• **SET PROBLEM**: Count the lines in the items that contain the word "floor", with case counting, and give only the number.

[Items in a dataset]
* * *
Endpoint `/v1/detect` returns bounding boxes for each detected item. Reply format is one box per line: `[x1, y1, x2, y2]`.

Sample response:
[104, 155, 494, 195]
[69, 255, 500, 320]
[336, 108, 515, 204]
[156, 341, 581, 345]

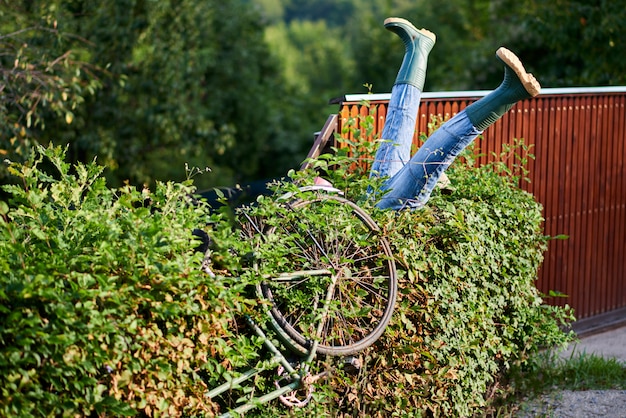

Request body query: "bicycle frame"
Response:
[206, 310, 326, 418]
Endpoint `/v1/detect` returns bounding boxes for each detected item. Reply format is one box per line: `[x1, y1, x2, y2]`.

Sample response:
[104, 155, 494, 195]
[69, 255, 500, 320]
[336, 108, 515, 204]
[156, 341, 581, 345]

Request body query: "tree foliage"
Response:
[3, 0, 308, 191]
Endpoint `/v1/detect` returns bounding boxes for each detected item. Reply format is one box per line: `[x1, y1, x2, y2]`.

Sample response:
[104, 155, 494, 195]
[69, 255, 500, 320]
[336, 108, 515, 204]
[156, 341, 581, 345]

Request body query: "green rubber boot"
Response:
[465, 48, 541, 131]
[385, 17, 437, 91]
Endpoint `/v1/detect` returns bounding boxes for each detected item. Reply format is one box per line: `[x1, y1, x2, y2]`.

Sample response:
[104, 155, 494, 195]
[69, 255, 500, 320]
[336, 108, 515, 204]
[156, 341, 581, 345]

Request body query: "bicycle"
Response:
[207, 186, 397, 417]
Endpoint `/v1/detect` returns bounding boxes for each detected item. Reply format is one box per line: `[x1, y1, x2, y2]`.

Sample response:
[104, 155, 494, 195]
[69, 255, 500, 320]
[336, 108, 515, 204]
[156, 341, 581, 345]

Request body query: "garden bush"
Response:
[0, 142, 572, 417]
[0, 147, 258, 416]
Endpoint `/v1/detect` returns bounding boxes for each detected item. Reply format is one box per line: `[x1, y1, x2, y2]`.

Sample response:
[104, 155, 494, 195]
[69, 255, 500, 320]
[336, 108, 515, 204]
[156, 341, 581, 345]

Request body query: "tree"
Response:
[0, 1, 104, 183]
[1, 0, 310, 187]
[508, 0, 626, 87]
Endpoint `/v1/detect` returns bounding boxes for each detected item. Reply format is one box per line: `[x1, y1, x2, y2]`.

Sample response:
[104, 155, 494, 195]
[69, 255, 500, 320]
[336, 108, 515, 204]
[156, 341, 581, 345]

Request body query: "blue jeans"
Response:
[371, 84, 481, 210]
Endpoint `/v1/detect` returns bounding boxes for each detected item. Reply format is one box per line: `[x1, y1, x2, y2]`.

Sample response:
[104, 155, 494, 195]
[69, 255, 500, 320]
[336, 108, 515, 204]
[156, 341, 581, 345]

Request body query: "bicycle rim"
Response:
[259, 195, 397, 356]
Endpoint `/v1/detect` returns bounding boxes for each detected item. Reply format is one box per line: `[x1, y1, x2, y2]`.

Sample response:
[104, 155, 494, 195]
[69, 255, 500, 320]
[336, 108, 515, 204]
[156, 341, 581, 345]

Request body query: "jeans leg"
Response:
[370, 84, 421, 178]
[376, 110, 481, 210]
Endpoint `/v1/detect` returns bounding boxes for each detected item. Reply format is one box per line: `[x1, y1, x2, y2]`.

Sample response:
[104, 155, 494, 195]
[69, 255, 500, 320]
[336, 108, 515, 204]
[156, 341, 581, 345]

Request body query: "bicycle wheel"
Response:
[258, 195, 397, 355]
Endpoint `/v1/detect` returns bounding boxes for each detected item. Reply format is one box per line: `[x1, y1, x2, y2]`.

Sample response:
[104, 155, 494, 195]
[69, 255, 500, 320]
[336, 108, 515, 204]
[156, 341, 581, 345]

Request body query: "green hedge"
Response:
[0, 148, 258, 416]
[241, 136, 574, 417]
[0, 144, 571, 417]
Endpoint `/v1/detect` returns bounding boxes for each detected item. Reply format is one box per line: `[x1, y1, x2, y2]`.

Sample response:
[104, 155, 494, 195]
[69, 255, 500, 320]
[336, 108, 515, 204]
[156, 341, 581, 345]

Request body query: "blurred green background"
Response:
[0, 0, 626, 190]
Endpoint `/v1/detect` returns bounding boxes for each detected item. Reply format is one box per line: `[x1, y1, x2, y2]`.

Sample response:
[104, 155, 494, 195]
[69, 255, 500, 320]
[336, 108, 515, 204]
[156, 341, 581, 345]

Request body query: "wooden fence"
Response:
[311, 88, 626, 319]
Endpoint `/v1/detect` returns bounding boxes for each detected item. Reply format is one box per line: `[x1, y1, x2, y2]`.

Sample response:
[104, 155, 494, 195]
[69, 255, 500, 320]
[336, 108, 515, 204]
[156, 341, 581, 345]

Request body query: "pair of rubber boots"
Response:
[384, 17, 541, 131]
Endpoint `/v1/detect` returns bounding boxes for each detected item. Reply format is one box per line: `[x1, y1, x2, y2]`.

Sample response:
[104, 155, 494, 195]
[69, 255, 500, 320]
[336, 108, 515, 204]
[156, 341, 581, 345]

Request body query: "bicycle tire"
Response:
[257, 194, 397, 356]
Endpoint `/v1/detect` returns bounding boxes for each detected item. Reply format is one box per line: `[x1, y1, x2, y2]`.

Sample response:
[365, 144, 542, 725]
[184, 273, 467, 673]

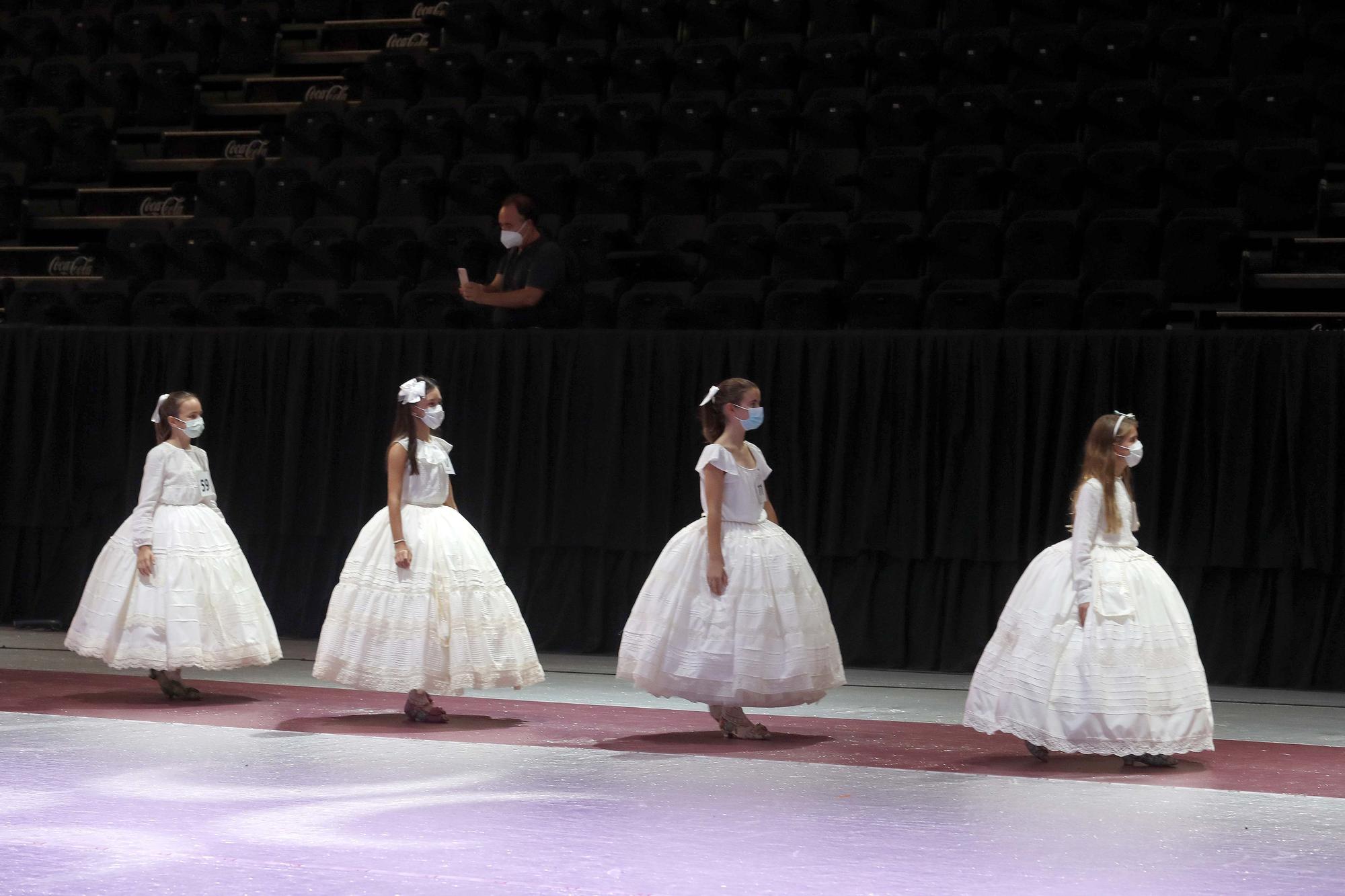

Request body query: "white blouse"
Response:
[1069, 478, 1139, 604]
[397, 436, 453, 507]
[130, 441, 225, 549]
[695, 441, 771, 524]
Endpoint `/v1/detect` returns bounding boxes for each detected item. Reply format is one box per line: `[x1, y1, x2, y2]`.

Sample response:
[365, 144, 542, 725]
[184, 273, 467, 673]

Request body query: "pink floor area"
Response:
[0, 670, 1345, 798]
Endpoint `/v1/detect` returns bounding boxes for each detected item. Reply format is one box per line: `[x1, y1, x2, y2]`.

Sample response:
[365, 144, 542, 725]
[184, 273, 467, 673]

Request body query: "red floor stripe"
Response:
[0, 670, 1345, 798]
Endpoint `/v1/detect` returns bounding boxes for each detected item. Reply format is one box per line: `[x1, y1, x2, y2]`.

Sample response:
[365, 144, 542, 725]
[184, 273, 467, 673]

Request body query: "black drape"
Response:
[0, 327, 1345, 688]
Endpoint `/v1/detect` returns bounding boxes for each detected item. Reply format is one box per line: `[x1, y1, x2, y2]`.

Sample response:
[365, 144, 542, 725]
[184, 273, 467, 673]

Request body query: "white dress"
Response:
[616, 442, 845, 706]
[963, 479, 1215, 756]
[313, 437, 543, 694]
[66, 441, 280, 669]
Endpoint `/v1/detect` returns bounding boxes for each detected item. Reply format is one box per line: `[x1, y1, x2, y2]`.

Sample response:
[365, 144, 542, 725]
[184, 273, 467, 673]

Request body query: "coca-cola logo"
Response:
[386, 31, 429, 50]
[140, 196, 187, 216]
[47, 255, 93, 277]
[304, 83, 350, 102]
[225, 137, 270, 159]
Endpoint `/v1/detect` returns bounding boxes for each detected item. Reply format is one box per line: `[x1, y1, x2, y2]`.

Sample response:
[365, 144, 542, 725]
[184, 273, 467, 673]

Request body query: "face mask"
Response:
[733, 405, 765, 429]
[500, 220, 529, 249]
[1118, 438, 1145, 467]
[421, 405, 444, 429]
[179, 417, 206, 438]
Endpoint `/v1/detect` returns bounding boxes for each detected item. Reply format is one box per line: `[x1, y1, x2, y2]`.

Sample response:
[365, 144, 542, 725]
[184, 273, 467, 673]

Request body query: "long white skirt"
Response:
[616, 518, 845, 706]
[313, 505, 543, 694]
[66, 505, 280, 669]
[963, 541, 1215, 756]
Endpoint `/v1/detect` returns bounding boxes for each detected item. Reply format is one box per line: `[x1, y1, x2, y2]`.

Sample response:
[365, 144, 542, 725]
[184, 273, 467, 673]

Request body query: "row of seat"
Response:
[24, 140, 1302, 230]
[26, 204, 1241, 302]
[13, 0, 1337, 55]
[10, 11, 1345, 88]
[5, 280, 1165, 329]
[265, 77, 1345, 157]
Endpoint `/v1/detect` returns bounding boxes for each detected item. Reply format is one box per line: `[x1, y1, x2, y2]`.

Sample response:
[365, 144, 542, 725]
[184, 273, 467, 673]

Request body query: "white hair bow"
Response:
[397, 378, 425, 405]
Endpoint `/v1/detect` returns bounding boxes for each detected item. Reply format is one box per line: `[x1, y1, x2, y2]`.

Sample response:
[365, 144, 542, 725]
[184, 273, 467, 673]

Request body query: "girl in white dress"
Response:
[313, 376, 542, 723]
[963, 411, 1215, 767]
[616, 379, 845, 740]
[66, 391, 280, 700]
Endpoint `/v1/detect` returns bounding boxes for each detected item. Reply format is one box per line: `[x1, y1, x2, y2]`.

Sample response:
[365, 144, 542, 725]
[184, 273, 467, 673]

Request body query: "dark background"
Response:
[0, 327, 1345, 689]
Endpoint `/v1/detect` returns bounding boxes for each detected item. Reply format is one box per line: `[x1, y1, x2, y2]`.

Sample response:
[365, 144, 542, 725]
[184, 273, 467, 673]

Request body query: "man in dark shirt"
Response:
[463, 194, 569, 327]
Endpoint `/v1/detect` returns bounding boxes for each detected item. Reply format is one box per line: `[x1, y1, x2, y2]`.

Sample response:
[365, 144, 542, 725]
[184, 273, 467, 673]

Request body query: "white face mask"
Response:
[421, 405, 444, 429]
[174, 417, 206, 438]
[1116, 438, 1145, 467]
[500, 220, 531, 249]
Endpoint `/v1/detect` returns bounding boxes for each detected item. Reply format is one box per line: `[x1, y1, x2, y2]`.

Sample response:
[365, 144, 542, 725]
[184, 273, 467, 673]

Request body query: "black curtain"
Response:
[0, 327, 1345, 688]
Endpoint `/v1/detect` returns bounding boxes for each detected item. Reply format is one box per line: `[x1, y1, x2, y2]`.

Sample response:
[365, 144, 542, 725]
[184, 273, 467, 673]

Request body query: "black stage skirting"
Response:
[0, 327, 1345, 689]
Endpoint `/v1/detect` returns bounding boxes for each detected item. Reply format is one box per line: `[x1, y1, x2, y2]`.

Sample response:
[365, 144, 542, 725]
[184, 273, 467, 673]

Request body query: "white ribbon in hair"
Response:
[397, 378, 425, 405]
[149, 391, 168, 422]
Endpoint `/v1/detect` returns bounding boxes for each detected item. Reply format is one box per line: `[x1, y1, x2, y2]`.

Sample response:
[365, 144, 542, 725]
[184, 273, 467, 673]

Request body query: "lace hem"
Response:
[313, 659, 546, 697]
[962, 715, 1215, 756]
[66, 641, 281, 671]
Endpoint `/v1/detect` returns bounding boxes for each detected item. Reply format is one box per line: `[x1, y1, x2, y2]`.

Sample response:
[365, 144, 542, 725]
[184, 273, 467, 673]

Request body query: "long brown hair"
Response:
[155, 389, 200, 442]
[1069, 414, 1139, 533]
[389, 376, 438, 477]
[701, 376, 757, 444]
* * *
• **SOLUTION TO THE EXERCISE**: 2